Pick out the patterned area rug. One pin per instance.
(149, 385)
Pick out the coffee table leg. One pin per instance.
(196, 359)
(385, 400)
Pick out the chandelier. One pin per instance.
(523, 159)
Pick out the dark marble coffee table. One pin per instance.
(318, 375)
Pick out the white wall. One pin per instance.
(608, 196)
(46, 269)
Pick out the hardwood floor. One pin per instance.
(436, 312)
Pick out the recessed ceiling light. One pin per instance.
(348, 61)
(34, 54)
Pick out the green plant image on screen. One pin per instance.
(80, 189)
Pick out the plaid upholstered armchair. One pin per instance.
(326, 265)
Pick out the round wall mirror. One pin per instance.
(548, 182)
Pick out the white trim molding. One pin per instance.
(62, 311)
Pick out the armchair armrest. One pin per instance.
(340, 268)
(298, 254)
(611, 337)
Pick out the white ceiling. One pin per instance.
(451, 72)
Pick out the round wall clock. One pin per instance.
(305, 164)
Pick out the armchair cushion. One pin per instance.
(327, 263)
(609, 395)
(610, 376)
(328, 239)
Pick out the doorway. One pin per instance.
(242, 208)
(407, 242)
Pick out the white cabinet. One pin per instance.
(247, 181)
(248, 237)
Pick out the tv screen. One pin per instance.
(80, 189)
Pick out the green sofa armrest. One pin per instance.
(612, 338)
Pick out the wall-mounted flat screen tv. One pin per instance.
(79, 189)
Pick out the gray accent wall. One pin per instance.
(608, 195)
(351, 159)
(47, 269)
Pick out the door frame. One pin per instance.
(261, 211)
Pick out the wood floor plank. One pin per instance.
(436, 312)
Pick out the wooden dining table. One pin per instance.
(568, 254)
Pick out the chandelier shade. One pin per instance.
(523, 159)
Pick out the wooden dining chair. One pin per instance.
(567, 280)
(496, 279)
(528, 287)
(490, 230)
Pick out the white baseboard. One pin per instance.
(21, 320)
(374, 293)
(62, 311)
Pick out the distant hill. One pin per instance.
····················
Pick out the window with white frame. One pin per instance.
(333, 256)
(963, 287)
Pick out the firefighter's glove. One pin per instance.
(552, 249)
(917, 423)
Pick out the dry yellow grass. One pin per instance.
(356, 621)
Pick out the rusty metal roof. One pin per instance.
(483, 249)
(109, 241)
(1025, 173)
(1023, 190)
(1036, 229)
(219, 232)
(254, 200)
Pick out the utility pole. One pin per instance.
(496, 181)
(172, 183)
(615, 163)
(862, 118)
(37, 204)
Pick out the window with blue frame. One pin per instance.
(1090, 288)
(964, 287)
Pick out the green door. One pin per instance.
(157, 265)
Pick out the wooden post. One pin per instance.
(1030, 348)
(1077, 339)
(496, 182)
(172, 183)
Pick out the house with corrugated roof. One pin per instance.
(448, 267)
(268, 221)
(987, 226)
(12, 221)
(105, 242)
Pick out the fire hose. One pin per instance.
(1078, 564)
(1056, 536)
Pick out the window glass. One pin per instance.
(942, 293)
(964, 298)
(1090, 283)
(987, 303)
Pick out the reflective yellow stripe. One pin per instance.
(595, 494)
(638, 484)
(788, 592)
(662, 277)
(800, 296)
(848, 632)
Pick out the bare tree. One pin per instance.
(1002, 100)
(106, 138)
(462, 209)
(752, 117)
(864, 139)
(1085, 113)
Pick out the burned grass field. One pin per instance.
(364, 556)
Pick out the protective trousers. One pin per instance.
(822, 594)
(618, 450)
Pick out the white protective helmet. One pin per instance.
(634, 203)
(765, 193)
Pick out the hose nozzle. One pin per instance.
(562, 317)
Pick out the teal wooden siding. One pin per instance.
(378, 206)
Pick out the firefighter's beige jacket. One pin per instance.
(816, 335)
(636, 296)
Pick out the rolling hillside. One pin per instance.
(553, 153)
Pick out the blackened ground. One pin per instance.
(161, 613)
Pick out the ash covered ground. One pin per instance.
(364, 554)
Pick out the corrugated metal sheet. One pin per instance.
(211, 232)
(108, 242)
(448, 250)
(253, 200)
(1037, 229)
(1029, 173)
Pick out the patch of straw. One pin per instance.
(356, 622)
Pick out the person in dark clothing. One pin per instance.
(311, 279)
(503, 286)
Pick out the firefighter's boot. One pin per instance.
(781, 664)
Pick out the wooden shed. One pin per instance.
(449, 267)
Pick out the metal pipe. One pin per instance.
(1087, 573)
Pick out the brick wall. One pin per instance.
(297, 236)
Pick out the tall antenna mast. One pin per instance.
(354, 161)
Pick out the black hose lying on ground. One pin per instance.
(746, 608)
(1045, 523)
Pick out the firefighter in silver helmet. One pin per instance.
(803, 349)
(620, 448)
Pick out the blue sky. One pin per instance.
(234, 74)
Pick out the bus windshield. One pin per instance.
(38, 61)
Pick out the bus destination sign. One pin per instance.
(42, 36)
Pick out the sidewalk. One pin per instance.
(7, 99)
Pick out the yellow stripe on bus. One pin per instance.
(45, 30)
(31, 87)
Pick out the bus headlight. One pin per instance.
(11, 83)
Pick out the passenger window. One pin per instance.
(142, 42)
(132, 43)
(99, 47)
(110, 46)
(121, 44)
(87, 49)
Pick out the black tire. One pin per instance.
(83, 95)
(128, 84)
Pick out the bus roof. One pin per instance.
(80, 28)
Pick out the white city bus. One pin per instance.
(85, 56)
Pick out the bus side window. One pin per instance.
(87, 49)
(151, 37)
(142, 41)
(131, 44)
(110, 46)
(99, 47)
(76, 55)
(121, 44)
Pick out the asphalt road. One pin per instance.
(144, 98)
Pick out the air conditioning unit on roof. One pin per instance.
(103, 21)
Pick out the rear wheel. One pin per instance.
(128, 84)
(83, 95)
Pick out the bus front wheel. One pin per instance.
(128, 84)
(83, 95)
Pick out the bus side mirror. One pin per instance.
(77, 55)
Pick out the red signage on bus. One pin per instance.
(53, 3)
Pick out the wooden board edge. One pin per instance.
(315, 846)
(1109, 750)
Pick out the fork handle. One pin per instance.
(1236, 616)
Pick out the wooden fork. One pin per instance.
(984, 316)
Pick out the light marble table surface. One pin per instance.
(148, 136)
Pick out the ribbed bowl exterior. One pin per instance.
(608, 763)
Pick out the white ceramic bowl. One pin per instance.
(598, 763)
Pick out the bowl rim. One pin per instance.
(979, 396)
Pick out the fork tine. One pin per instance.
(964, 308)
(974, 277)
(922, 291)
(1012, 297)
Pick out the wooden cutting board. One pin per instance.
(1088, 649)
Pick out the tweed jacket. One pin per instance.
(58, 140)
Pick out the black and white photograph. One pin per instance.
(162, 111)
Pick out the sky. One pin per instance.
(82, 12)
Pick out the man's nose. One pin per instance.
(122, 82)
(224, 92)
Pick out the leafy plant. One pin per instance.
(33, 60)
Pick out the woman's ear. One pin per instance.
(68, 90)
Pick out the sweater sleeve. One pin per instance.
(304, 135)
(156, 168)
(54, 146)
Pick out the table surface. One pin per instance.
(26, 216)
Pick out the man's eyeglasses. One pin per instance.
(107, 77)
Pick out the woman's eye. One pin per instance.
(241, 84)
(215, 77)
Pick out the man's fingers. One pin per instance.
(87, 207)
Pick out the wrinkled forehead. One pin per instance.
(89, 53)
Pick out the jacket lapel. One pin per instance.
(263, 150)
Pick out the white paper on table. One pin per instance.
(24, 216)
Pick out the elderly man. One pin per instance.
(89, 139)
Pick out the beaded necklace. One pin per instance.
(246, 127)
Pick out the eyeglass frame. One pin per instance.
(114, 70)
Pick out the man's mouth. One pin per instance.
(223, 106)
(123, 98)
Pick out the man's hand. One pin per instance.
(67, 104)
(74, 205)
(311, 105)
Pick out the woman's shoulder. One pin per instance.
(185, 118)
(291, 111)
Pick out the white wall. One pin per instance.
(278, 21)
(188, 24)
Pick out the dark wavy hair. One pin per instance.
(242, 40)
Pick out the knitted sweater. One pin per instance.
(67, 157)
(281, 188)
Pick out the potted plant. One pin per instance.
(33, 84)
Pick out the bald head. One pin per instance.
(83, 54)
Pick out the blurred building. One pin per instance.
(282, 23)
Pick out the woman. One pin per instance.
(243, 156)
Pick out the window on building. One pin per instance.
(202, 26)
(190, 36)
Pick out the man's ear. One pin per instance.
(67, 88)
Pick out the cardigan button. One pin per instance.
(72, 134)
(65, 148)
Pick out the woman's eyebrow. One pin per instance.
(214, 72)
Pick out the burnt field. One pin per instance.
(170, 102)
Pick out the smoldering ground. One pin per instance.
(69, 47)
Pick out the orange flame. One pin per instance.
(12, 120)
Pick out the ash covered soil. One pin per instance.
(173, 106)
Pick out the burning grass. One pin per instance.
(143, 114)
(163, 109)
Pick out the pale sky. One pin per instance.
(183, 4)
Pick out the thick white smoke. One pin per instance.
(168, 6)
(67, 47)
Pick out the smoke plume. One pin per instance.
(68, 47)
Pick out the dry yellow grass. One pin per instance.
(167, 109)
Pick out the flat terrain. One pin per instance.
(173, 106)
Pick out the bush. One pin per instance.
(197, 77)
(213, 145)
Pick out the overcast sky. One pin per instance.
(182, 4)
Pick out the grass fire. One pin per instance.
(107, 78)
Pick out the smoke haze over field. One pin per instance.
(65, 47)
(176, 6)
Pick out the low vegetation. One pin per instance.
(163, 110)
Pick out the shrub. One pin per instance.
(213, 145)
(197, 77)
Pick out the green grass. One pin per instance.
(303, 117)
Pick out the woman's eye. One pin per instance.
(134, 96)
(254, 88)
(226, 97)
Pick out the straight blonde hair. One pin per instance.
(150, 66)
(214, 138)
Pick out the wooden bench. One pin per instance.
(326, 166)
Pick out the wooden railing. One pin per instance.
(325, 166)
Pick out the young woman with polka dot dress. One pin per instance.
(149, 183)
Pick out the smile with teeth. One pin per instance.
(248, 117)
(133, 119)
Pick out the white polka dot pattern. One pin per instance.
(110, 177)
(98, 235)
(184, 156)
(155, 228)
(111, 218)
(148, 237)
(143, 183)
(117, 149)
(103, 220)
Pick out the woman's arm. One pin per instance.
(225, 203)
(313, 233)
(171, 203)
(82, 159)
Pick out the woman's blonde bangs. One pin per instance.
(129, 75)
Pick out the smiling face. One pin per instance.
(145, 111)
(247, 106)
····················
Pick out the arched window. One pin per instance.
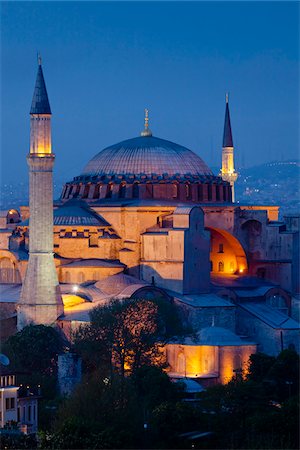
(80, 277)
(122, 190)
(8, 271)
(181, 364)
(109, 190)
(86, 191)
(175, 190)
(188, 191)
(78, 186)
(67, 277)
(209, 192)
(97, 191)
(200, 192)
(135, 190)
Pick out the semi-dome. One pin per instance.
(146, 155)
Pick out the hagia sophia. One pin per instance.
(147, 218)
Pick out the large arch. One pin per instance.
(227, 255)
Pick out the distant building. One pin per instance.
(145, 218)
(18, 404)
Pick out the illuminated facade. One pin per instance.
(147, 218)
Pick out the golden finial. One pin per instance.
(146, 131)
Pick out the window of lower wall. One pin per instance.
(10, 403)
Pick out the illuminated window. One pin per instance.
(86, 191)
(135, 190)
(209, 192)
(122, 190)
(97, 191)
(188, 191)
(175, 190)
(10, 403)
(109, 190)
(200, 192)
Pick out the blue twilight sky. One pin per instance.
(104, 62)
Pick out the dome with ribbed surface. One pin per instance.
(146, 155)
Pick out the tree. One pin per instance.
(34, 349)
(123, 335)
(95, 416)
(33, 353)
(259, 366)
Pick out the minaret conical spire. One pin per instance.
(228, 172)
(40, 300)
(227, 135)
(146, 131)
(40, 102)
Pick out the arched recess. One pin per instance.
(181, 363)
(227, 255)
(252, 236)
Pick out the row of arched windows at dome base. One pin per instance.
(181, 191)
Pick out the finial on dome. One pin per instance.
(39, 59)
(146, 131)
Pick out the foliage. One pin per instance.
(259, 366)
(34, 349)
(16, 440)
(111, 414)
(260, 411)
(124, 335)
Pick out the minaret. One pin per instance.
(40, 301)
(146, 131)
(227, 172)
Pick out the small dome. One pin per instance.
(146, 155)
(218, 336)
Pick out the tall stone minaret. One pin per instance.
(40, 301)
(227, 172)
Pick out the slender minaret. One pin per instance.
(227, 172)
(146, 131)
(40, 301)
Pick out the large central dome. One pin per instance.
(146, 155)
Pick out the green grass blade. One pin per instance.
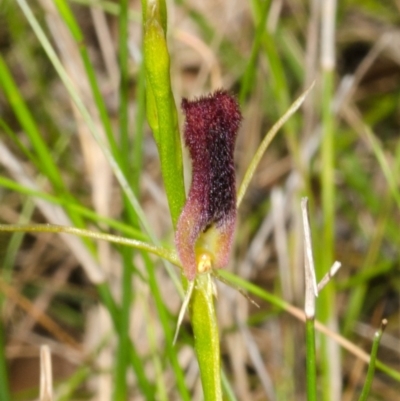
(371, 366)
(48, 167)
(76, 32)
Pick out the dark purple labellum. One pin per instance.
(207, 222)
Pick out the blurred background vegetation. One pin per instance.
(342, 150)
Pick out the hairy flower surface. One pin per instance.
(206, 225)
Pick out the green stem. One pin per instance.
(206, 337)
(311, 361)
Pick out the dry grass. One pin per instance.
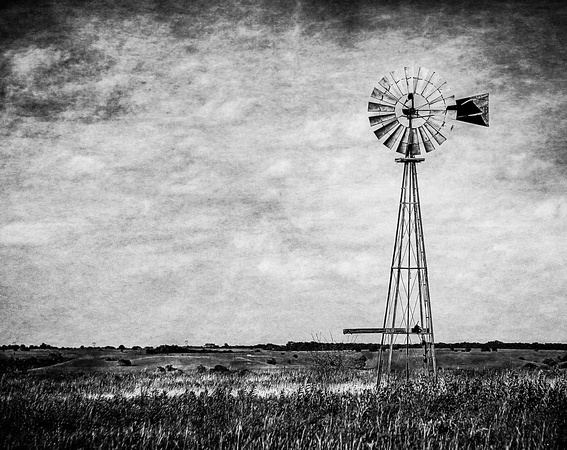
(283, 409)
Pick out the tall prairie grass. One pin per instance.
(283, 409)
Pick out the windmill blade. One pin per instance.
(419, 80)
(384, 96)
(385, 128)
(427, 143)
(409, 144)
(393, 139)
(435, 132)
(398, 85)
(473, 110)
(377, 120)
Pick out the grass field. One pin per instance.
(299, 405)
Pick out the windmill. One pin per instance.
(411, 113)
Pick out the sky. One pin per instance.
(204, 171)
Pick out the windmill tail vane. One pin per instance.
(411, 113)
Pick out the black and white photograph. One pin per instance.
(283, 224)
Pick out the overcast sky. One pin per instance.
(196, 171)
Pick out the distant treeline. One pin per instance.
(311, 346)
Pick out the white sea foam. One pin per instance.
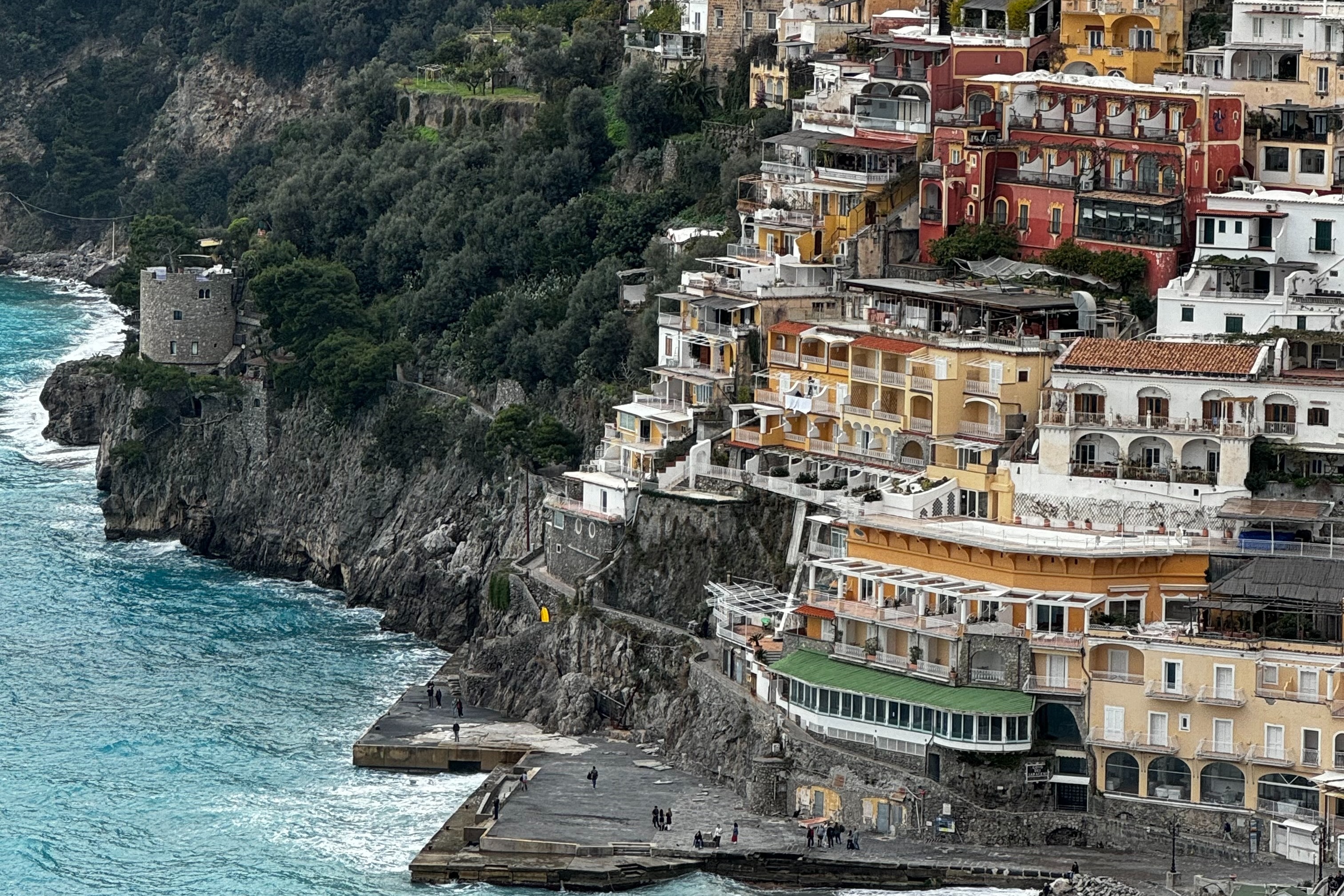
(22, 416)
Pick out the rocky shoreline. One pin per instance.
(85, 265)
····················
* _Written problem_: Show each line in the items above that contains the word "helmet", copying every such line in full.

* _Complete output_:
Pick out the white protective helmet. One pin per instance.
Pick out the firefighter in silver helmet. One pin per instance.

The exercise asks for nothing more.